> _Problem description_
The lines to be extracted begin at the line containing "out like [325,135]." and end at the last line of the data below; copy them exactly and leave out the pictures.

> _Material provided_

- - - - - - -

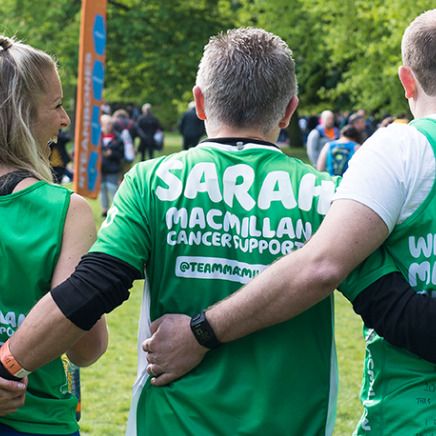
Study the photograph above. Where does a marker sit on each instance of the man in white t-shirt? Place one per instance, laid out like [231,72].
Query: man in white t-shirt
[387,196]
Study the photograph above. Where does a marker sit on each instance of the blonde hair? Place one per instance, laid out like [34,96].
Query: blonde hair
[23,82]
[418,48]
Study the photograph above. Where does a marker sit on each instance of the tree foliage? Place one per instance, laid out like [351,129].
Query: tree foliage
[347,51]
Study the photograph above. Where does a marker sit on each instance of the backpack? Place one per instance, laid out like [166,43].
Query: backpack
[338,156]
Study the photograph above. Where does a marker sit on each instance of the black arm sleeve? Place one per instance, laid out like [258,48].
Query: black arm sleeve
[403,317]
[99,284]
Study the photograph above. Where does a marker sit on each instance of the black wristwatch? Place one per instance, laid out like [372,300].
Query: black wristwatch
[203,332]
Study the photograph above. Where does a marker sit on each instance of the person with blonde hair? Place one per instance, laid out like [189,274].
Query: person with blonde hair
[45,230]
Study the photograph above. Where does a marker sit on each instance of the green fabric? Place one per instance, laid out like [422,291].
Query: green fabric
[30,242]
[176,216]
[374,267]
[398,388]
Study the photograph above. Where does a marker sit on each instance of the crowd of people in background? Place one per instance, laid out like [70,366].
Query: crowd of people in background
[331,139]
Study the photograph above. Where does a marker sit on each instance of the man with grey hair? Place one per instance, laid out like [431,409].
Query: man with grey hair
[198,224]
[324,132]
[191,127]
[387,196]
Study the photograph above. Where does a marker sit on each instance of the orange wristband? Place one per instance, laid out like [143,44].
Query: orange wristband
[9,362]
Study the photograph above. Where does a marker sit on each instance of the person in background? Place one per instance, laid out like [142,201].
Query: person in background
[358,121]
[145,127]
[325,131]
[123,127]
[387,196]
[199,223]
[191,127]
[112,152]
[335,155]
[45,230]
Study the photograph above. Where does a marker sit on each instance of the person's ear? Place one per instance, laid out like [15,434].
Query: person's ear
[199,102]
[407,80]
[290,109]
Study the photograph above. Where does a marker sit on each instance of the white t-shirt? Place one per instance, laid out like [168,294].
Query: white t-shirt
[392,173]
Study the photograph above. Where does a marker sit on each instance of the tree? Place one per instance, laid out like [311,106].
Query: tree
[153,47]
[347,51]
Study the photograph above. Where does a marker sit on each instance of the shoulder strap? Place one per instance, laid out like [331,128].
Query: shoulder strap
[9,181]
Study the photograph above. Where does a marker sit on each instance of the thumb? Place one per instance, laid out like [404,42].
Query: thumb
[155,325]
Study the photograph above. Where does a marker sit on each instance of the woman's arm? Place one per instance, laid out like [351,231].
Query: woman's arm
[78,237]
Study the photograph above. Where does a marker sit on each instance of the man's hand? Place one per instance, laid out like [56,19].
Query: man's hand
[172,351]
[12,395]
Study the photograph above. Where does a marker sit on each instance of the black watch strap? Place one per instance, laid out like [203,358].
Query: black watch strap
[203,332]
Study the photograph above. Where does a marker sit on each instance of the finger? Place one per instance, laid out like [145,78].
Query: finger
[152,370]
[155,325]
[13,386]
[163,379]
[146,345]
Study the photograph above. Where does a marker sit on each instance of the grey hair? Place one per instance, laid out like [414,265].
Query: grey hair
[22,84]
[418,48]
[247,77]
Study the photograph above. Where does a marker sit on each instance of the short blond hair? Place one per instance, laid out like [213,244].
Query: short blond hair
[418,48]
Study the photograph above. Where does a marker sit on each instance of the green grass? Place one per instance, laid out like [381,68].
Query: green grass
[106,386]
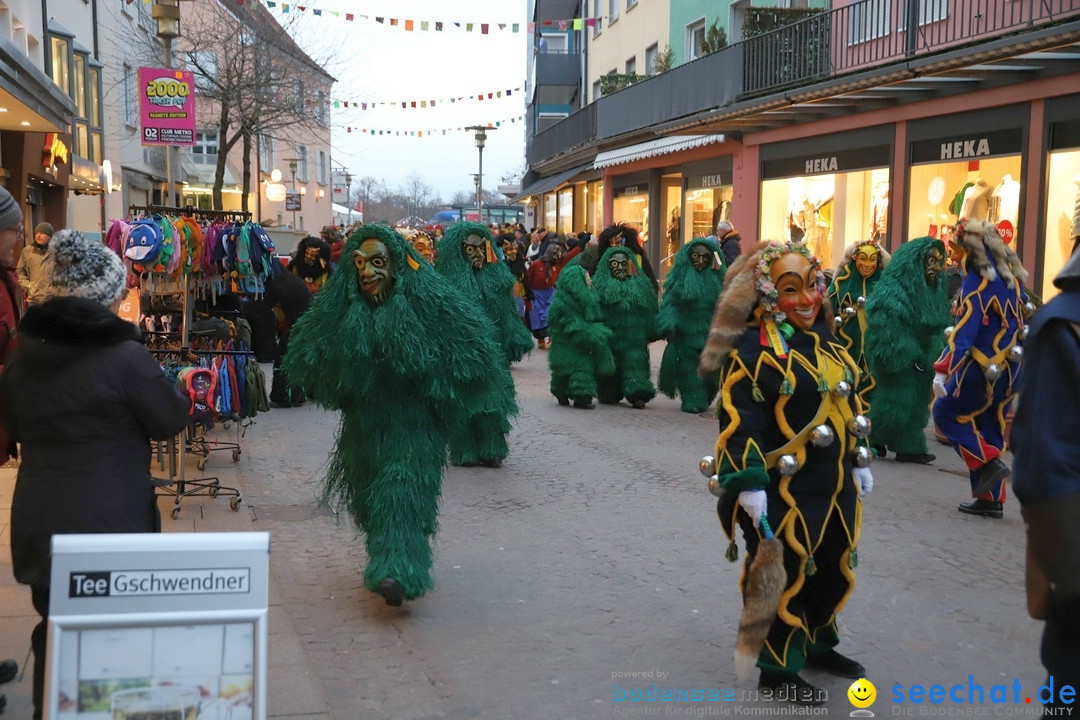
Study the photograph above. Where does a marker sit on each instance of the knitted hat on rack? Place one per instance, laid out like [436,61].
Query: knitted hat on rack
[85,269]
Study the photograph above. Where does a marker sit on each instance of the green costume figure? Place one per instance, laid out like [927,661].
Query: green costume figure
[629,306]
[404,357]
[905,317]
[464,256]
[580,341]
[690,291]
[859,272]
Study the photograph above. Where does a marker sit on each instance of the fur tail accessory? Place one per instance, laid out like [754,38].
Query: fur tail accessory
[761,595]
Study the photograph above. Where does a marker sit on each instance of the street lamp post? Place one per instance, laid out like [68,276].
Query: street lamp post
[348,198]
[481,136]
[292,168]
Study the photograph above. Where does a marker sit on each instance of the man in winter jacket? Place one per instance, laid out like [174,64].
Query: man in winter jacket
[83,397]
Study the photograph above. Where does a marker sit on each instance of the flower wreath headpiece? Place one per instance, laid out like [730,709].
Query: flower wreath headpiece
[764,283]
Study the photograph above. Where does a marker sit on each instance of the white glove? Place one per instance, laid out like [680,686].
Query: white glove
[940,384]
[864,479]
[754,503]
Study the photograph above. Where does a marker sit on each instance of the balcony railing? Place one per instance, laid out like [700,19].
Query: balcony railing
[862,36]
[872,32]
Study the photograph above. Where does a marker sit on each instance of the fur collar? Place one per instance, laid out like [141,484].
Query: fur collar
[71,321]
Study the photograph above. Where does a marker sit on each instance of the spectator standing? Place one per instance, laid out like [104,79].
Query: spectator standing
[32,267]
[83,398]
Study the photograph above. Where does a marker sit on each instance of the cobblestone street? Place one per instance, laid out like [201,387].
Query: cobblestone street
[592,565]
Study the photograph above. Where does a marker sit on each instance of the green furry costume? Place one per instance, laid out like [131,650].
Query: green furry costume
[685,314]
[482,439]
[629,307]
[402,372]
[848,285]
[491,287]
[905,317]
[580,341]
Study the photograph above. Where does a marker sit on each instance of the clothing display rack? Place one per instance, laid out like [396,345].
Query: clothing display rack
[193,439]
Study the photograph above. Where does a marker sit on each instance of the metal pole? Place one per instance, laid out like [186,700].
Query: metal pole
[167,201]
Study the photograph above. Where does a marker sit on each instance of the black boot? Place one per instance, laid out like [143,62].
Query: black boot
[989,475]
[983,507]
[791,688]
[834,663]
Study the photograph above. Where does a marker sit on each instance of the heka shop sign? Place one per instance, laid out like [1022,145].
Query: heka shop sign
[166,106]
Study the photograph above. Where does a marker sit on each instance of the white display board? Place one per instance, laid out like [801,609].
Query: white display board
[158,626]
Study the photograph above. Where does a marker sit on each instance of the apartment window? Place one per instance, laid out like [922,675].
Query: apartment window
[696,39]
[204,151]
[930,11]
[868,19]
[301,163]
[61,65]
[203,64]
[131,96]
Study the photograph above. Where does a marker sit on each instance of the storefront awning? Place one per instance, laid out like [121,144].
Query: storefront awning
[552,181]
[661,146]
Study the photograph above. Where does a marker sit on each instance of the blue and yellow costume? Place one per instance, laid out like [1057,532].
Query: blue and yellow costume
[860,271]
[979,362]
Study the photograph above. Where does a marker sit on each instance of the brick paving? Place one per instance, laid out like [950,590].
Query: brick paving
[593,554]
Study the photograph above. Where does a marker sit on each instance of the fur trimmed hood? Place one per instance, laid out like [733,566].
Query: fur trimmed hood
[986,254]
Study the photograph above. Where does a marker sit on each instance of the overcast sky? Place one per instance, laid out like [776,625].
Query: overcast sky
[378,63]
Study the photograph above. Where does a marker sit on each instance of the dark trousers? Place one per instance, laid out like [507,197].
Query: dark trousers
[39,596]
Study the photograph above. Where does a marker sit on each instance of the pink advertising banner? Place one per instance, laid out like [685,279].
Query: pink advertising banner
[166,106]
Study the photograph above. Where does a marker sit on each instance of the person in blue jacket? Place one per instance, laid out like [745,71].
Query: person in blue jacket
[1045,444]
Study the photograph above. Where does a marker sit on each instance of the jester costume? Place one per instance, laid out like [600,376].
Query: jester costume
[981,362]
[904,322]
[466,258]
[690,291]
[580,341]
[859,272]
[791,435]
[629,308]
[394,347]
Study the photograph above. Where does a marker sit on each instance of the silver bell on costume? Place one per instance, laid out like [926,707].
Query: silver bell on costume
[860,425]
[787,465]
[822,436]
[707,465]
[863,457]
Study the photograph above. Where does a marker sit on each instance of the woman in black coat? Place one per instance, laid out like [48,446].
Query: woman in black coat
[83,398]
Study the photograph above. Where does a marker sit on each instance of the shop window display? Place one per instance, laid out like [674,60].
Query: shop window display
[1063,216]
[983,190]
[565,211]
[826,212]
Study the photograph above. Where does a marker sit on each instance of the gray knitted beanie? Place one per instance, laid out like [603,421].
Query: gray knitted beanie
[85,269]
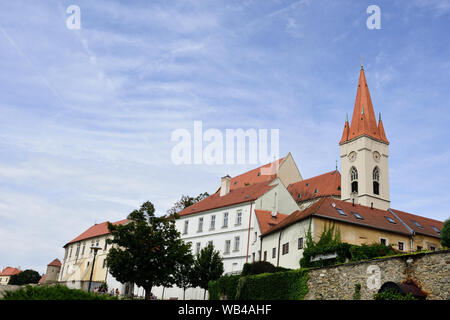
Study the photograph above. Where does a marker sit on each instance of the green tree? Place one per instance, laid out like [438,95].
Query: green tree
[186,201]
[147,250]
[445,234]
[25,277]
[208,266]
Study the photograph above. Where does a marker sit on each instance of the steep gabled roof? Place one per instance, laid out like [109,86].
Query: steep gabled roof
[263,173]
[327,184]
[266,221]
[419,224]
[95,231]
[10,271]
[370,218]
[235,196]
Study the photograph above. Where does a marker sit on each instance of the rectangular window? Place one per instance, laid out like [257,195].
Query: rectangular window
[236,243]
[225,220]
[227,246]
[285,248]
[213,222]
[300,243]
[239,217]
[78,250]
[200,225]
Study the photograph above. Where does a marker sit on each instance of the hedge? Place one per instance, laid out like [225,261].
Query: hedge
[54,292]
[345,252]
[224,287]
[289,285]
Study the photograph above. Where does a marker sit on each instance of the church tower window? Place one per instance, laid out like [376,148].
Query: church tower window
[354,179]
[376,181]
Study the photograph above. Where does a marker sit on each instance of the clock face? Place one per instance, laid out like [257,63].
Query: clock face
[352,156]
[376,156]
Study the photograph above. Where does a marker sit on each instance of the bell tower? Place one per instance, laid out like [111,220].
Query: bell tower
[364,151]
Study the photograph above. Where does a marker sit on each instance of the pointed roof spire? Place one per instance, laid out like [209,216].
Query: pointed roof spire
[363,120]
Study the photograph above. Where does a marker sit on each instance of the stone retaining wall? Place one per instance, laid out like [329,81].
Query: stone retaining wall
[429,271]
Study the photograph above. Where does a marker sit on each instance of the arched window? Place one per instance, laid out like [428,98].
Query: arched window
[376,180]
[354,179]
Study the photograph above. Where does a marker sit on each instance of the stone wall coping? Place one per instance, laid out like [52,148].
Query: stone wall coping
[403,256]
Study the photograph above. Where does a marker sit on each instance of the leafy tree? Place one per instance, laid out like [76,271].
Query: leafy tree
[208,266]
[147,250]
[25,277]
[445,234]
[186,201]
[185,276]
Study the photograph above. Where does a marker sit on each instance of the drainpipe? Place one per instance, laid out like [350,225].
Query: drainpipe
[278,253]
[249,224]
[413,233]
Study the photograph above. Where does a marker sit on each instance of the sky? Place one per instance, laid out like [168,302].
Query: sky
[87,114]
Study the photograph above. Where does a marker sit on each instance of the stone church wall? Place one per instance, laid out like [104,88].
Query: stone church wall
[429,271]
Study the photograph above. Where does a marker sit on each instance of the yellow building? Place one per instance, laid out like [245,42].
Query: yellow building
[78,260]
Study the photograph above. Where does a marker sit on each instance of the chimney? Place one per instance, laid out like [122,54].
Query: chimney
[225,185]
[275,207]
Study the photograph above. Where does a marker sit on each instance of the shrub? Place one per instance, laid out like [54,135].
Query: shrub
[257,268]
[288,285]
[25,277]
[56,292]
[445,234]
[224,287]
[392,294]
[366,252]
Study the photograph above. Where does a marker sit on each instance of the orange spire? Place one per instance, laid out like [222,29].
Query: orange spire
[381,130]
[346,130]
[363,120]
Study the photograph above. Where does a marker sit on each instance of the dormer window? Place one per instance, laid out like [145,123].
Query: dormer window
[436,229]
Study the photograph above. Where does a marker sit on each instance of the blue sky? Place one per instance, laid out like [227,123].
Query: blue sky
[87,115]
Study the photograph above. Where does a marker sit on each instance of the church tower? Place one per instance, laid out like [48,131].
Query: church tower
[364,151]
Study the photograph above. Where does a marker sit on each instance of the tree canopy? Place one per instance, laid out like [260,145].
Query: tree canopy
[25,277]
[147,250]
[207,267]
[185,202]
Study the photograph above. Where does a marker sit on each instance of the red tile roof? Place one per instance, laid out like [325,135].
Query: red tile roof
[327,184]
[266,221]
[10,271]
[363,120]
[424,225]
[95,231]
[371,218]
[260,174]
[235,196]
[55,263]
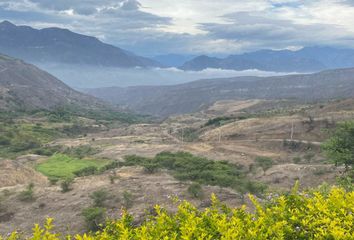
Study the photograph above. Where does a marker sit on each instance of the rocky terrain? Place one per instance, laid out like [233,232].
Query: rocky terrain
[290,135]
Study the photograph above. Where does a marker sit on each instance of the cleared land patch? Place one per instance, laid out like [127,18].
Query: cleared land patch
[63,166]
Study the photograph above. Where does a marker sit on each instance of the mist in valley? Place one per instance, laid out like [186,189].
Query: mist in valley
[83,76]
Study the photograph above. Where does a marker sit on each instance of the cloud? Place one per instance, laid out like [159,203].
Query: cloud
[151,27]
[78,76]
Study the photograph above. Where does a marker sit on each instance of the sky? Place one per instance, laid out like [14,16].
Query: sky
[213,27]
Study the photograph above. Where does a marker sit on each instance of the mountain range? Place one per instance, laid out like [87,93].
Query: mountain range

- - - - - - -

> _Solution_
Study the photograph above. Where does a marker sit on each instance of the red tile roof? Place one per instance, laid out like [325,135].
Query: red tile roof
[327,184]
[266,221]
[10,271]
[363,120]
[424,225]
[95,231]
[371,218]
[260,174]
[235,196]
[55,263]
Study the photograph above. Where does a marker sit on each instance of the rocky terrain? Place one per instance, laid out like [233,232].
Query: rocky terrain
[290,135]
Study the photograph above. Where does a marker sit on each instance of the cleared land patch? Place one per instance, laid out like [127,18].
Query: cleared land patch
[63,166]
Study the photograph above. Where does a marker sit on each instance of the mist in valley? Place one per instance, laid out like [186,189].
Query: mist in valley
[83,76]
Study the photograph above. Where does a marker sit on each instance of the cloud? Place one per instance, laid out like [159,203].
Query: cloud
[151,27]
[78,76]
Study the photograph above. Where does a marker sit on each instance of the sky? Place one per instance, laid out like [14,16].
Query: sky
[213,27]
Study the photograph above. Where does a marker sit on each instance of the mountain range? Place one per instance, laid out like [87,93].
Query: mountain range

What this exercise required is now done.